_PROBLEM TO WORK ON_
Reproduce the full passage on measuring the impact of mine action, word for word, before the rows.

_TEXT UNDER STUDY_
++++++++

When HMA first started, the focus was on being seen to do something. Lots of resources were procured, trained, and deployed. Measures of progress focused on mines found and square meters cleared— measures that have value in understanding the performance of operational elements yet do not provide any information as to whether activity is “making a difference.” Mine action “makes a difference” when people use land for productive purposes, when fewer people are killed or injured stepping on a landmine or picking up an unexploded munition, when economies grow, and when societies are confident about functioning free from the fear of landmines. Spending time and money on activity that fails to “make a difference” represents a waste of precious public money that could have been put to better use clearing areas where mines were present, and thatpeople were going to use.

Measuring the outcomes of mine action (such as improved confidence and economic wellbeing) is often harder than measuring outputs (such as the physical area of land cleared). Properly understanding the links between clearing land, providing risk education, and helping the victims of landmine accidents is even more difficult. Mine action is typically one of many recovery, reconstruction, and development initiatives in areas emerging from conflict. Showing which interventions lead to which beneficial effects (the outcomes) is difficult with many interacting social, political, and economic factors and influences operating in a rolling, dynamic way. 

Mine action is typically one of many recovery, reconstruction, and development initiatives in areas emerging from conflict. 

Recent studies in Mozambique and Afghanistan have used satellite imagery taken over many years to assess the density of nighttime light on the ground as a proxy indicator of economic activity. Such studies have provided robust evidence that mine action has had a positive effect on economic development, but other anticipated benefits on population movements, security and stability, and capacity development often prove harder to identify and assess in measurable terms. While the positive evidence that mine action brings economic benefits is welcome, it is only a first step on increasing understanding of how to target and prioritize mine action so that it not only delivers some benefit, but instead delivers as much benefit as it can. The topic is one of ongoing and increasing professional and academic focus within the sector.

++++++++

_EXERCISE DATA_
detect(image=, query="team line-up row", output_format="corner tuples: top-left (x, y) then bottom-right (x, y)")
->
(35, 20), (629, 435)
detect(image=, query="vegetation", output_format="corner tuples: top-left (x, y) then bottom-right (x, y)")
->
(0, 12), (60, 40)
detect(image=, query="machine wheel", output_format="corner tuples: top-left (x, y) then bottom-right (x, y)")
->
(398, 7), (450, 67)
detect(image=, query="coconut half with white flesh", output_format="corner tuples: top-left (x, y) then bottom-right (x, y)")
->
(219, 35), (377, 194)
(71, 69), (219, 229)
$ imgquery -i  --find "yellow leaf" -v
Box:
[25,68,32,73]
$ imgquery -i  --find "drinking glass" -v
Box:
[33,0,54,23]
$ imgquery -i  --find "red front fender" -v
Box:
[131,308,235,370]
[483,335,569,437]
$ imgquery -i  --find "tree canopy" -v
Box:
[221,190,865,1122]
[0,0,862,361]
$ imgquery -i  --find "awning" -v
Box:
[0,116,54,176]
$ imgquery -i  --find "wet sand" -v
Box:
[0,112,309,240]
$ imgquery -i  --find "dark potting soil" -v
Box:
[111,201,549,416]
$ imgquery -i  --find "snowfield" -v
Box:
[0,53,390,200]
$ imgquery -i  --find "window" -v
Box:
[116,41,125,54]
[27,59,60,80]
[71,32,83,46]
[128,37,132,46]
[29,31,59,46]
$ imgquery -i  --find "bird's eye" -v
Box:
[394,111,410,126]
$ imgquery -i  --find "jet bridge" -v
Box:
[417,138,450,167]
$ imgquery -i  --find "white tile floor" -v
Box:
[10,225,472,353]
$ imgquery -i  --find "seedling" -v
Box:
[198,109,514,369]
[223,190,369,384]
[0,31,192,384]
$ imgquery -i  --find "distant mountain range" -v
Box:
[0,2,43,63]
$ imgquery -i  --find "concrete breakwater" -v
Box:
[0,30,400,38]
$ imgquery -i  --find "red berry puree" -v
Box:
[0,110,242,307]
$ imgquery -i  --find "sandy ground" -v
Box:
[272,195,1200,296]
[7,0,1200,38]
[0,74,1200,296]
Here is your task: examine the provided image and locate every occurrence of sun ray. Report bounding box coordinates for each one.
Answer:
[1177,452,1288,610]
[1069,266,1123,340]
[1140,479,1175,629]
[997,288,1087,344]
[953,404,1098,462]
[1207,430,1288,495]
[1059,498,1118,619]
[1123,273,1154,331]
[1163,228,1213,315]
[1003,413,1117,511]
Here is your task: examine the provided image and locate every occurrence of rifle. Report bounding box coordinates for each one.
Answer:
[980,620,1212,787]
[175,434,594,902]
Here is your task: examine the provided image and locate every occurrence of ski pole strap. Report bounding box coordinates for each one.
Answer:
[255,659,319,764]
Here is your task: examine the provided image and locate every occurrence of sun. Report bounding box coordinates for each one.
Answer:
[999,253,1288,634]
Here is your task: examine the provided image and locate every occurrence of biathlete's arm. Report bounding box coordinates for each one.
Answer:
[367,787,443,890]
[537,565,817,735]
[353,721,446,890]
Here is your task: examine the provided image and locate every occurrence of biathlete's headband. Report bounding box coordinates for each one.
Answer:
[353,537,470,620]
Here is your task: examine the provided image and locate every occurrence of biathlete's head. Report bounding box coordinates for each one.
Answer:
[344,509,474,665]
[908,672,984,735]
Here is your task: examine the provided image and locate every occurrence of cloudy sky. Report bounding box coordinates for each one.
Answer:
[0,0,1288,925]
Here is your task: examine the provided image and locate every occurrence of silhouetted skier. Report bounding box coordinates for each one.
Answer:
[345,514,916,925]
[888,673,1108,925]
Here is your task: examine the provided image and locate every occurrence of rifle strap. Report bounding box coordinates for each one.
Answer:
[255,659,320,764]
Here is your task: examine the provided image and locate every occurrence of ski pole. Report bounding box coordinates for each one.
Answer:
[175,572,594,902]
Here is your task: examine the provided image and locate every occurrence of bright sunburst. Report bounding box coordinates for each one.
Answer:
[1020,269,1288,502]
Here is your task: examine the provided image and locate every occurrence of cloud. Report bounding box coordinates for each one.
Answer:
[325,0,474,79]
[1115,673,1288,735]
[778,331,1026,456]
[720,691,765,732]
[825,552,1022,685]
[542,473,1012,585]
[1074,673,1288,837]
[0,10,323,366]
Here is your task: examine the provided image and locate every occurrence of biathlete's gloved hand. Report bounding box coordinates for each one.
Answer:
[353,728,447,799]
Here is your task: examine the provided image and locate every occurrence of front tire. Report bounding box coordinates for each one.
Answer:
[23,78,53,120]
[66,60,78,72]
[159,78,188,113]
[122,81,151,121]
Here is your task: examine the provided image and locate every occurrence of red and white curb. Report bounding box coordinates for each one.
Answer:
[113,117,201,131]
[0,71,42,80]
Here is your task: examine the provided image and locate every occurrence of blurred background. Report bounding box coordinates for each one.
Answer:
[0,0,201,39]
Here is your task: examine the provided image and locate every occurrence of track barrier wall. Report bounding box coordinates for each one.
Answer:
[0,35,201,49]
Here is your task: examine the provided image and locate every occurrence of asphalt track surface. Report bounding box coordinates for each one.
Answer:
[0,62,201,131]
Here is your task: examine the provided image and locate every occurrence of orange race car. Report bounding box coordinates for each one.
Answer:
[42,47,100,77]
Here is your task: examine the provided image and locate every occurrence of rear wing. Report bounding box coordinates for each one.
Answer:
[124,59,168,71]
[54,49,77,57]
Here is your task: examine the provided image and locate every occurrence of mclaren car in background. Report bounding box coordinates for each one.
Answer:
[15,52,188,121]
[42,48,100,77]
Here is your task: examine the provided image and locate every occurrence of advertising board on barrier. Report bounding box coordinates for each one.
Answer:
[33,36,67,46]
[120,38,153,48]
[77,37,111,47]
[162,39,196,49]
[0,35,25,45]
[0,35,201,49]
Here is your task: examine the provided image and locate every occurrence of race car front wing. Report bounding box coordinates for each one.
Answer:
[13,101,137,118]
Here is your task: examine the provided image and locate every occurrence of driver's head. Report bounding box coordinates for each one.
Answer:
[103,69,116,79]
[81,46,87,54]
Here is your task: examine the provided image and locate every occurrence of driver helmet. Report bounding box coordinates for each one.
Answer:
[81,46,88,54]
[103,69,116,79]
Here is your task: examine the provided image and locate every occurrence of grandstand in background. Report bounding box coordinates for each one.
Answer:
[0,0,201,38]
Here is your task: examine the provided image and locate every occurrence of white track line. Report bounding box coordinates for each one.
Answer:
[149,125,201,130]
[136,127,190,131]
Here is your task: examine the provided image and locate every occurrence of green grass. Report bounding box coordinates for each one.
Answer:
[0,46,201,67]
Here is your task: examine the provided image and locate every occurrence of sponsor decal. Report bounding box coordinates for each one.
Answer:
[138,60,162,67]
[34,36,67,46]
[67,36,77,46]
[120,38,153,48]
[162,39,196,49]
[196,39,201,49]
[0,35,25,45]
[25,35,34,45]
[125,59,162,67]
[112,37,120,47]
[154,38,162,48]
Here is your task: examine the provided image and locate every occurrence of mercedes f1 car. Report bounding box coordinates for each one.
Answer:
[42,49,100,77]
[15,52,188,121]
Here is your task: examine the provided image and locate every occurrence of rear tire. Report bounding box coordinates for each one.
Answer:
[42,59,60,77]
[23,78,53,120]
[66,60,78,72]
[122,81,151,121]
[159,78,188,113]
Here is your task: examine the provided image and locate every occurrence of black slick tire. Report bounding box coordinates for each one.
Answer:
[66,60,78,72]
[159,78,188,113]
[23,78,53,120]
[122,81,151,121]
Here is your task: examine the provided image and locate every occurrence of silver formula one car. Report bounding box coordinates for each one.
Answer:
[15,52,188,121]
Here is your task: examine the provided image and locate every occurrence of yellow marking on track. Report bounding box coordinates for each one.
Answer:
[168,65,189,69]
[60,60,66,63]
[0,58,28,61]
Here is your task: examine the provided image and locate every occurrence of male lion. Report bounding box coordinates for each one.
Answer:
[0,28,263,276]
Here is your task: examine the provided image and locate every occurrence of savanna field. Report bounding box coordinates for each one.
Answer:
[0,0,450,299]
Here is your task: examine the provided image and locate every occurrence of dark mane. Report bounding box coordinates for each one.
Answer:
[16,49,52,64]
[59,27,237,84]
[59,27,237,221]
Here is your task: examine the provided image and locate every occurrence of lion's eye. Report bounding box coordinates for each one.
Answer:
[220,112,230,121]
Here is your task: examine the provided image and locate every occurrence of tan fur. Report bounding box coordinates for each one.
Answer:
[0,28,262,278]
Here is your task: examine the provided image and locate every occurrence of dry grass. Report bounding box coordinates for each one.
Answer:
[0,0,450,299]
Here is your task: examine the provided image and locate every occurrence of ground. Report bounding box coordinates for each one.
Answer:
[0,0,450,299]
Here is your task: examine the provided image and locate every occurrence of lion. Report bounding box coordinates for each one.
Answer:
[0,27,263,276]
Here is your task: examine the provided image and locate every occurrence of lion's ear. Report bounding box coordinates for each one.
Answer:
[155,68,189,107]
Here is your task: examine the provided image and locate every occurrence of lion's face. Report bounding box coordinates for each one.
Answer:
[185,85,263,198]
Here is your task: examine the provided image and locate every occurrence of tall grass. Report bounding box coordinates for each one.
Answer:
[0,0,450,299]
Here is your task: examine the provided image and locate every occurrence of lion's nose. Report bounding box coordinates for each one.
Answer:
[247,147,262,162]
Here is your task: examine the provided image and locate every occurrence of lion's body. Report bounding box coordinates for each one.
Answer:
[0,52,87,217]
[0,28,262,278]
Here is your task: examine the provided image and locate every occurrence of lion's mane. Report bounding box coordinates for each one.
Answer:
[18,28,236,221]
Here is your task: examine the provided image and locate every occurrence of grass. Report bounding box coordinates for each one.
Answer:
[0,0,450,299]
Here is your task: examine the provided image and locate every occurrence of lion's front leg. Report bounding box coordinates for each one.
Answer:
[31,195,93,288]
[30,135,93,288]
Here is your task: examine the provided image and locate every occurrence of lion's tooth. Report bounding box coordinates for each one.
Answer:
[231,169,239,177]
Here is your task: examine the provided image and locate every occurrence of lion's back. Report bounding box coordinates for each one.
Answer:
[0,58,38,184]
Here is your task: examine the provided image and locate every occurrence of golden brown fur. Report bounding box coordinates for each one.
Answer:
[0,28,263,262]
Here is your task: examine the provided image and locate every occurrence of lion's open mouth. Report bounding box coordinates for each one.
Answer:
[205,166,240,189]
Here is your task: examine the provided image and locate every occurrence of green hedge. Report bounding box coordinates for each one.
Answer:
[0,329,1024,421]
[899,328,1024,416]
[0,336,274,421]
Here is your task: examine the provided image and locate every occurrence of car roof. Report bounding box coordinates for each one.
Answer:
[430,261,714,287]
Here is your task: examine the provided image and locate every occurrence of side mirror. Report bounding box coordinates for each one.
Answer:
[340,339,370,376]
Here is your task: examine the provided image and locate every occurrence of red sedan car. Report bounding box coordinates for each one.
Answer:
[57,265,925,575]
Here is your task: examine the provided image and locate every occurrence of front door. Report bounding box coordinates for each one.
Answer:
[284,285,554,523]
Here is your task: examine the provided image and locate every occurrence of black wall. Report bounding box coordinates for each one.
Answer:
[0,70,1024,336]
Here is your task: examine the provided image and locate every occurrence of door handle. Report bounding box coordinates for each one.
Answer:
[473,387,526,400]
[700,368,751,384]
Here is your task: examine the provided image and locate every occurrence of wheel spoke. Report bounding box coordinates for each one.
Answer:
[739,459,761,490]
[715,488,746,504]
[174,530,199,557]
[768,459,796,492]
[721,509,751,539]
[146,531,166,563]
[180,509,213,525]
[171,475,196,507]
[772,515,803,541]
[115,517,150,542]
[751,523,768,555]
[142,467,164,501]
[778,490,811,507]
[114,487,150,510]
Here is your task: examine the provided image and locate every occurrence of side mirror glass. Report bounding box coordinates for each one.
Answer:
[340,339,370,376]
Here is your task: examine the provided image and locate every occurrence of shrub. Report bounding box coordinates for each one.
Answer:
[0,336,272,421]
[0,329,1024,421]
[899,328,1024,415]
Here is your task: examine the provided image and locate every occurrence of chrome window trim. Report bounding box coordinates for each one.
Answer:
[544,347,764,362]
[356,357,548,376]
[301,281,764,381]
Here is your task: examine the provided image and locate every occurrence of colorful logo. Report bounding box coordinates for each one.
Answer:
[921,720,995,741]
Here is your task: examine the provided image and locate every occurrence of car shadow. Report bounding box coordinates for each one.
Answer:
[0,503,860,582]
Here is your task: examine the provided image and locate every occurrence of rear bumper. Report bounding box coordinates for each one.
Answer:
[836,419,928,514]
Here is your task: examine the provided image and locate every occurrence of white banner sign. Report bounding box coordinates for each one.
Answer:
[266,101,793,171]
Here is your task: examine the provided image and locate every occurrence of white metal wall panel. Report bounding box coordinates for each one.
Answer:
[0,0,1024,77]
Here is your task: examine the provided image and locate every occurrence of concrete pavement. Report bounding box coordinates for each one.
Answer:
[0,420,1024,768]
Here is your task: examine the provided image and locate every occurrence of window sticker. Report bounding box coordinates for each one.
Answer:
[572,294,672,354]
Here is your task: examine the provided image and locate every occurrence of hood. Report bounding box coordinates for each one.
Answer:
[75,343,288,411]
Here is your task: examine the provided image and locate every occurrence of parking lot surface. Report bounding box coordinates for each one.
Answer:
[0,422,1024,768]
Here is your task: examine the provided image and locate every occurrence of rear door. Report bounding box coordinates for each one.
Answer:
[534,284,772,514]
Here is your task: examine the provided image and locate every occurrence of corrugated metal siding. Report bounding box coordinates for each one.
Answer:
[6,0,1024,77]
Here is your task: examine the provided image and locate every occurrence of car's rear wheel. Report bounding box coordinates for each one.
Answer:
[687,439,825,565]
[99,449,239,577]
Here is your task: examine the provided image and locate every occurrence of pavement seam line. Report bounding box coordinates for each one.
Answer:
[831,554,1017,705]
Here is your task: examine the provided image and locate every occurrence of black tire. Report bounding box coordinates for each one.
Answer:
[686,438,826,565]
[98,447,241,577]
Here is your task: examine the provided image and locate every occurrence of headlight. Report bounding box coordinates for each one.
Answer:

++++++++

_ANSWER_
When HMA first started, the focus was on being seen to do something. Lots of resources were procured, trained, and deployed. Measures of progress focused on mines found and square meters cleared— measures that have value in understanding the performance of operational elements yet do not provide any information as to whether activity is “making a difference.” Mine action “makes a difference” when people use land for productive purposes, when fewer people are killed or injured stepping on a landmine or picking up an unexploded munition, when economies grow, and when societies are confident about functioning free from the fear of landmines. Spending time and money on activity that fails to “make a difference” represents a waste of precious public money that could have been put to better use clearing areas where mines were present, and thatpeople were going to use.

Measuring the outcomes of mine action (such as improved confidence and economic wellbeing) is often harder than measuring outputs (such as the physical area of land cleared). Properly understanding the links between clearing land, providing risk education, and helping the victims of landmine accidents is even more difficult. Mine action is typically one of many recovery, reconstruction, and development initiatives in areas emerging from conflict. Showing which interventions lead to which beneficial effects (the outcomes) is difficult with many interacting social, political, and economic factors and influences operating in a rolling, dynamic way. 

Mine action is typically one of many recovery, reconstruction, and development initiatives in areas emerging from conflict. 

Recent studies in Mozambique and Afghanistan have used satellite imagery taken over many years to assess the density of nighttime light on the ground as a proxy indicator of economic activity. Such studies have provided robust evidence that mine action has had a positive effect on economic development, but other anticipated benefits on population movements, security and stability, and capacity development often prove harder to identify and assess in measurable terms. While the positive evidence that mine action brings economic benefits is welcome, it is only a first step on increasing understanding of how to target and prioritize mine action so that it not only delivers some benefit, but instead delivers as much benefit as it can. The topic is one of ongoing and increasing professional and academic focus within the sector.